Object location annotation data
################
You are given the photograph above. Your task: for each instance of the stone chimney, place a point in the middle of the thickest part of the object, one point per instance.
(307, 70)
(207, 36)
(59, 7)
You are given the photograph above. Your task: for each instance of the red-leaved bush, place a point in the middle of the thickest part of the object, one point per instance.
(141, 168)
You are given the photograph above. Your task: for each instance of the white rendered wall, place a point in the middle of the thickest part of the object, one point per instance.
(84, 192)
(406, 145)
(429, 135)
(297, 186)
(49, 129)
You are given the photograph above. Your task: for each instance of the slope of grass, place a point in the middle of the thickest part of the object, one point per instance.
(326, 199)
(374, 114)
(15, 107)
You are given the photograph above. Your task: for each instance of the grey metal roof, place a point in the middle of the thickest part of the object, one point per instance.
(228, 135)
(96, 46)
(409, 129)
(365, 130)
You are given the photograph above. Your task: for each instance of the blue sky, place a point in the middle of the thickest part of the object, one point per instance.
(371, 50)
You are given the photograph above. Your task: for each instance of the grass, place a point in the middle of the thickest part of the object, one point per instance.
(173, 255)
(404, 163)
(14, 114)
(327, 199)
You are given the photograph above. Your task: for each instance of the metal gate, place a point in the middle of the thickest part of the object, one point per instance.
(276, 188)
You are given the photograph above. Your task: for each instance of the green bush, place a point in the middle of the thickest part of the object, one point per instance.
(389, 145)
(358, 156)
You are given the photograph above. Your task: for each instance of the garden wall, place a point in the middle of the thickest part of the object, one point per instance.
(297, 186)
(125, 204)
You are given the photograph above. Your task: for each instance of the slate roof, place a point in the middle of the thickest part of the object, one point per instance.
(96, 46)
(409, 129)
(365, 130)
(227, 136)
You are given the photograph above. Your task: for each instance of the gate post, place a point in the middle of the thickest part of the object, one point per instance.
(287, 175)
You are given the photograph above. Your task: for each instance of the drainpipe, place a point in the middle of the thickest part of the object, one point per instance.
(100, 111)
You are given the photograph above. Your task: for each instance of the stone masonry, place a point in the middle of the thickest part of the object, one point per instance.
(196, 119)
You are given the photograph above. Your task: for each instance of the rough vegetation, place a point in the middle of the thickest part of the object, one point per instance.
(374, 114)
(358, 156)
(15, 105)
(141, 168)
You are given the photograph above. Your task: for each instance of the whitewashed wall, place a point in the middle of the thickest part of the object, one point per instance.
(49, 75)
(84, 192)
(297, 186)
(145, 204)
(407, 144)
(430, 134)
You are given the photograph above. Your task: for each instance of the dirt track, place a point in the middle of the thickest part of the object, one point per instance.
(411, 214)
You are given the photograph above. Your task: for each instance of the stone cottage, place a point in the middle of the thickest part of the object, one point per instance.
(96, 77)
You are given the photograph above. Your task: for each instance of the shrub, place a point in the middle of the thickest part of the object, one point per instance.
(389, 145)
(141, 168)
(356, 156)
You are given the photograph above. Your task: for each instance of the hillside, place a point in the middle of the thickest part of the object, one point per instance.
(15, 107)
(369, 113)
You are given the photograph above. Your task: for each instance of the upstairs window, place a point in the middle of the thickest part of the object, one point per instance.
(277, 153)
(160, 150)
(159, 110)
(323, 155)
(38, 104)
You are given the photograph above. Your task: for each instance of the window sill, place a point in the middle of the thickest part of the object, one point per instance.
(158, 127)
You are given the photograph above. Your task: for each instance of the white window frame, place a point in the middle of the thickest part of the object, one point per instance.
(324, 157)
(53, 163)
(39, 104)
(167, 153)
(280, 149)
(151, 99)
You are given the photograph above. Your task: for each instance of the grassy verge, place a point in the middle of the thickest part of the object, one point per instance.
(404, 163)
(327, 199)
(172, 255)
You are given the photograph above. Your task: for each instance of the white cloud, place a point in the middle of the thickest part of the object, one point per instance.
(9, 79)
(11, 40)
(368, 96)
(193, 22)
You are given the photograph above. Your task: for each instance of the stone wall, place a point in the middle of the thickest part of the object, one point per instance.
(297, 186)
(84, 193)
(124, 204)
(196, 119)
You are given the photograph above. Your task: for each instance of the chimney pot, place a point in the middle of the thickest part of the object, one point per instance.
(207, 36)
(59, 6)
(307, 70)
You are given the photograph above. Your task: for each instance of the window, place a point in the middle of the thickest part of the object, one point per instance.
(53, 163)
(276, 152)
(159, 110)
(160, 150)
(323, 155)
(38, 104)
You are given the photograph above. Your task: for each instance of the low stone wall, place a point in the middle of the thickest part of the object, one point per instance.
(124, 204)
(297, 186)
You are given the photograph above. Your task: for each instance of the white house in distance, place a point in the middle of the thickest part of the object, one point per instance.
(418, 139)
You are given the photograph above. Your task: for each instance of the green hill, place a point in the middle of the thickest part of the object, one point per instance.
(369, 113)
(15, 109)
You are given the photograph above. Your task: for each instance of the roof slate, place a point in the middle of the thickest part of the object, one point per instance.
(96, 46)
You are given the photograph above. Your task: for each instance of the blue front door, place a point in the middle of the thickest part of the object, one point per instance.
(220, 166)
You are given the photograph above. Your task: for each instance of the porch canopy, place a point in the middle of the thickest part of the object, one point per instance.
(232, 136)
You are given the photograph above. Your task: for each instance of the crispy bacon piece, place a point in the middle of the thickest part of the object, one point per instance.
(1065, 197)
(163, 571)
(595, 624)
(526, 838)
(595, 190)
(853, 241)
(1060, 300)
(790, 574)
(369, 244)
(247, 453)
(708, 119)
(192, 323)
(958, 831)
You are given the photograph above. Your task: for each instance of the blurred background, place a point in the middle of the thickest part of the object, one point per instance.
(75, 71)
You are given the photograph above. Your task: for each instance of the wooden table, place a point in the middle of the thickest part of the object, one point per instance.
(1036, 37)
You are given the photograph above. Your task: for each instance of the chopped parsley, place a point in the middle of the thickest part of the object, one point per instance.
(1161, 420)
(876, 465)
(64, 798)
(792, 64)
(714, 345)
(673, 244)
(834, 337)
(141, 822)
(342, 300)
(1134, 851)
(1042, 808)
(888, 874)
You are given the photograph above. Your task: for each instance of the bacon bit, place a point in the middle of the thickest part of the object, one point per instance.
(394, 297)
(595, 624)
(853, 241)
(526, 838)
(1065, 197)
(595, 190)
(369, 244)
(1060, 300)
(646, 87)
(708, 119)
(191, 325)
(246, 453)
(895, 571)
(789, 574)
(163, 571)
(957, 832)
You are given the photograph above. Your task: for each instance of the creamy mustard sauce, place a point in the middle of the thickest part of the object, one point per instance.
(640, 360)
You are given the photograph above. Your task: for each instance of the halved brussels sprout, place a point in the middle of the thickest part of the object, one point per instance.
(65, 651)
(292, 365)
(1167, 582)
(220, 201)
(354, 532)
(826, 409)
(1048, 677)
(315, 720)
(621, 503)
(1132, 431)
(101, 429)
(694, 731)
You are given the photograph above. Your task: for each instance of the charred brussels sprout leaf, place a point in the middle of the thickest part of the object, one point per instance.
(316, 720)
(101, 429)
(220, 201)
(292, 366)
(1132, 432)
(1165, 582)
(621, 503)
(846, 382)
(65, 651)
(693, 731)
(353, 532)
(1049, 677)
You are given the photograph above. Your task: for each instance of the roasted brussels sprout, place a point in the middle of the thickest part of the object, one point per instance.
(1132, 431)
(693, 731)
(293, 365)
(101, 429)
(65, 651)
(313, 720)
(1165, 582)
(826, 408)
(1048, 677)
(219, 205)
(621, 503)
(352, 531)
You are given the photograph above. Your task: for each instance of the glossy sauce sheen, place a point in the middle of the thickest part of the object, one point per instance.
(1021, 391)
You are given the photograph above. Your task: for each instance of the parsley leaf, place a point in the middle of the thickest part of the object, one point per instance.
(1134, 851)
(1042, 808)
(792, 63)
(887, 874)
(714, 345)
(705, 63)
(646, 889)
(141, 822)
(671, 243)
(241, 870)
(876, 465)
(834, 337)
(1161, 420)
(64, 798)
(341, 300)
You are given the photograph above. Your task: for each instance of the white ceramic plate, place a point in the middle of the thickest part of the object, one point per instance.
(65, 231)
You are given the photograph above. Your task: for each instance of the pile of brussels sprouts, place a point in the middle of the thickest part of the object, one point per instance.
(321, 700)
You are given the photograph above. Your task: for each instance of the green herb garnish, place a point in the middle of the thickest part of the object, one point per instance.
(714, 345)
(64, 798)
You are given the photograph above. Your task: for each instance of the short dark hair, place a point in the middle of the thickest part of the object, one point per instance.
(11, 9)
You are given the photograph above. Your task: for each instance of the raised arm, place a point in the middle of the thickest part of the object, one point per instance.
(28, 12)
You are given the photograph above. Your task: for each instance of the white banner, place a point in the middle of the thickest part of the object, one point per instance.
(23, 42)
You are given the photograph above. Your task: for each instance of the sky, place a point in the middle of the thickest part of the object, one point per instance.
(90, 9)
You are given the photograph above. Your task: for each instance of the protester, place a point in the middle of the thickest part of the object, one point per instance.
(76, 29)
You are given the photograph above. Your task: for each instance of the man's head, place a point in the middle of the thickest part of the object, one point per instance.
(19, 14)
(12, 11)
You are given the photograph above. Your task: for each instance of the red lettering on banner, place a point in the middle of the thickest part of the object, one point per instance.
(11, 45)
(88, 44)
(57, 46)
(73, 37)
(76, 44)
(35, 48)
################
• _YOUR TASK_: Arrange the lines from the line containing "the red lettering" through the end of the entries as a JSON list of strings, one string per line, leaving out blank lines.

• _PROBLEM SOLUTION_:
[
  "You are given the photograph above. Your task: for each instance of the red lettering on banner, place a point in the middle of the thickest part of the object, one point per instance.",
  "(11, 45)",
  "(88, 44)",
  "(57, 46)",
  "(73, 37)",
  "(76, 44)",
  "(35, 48)"
]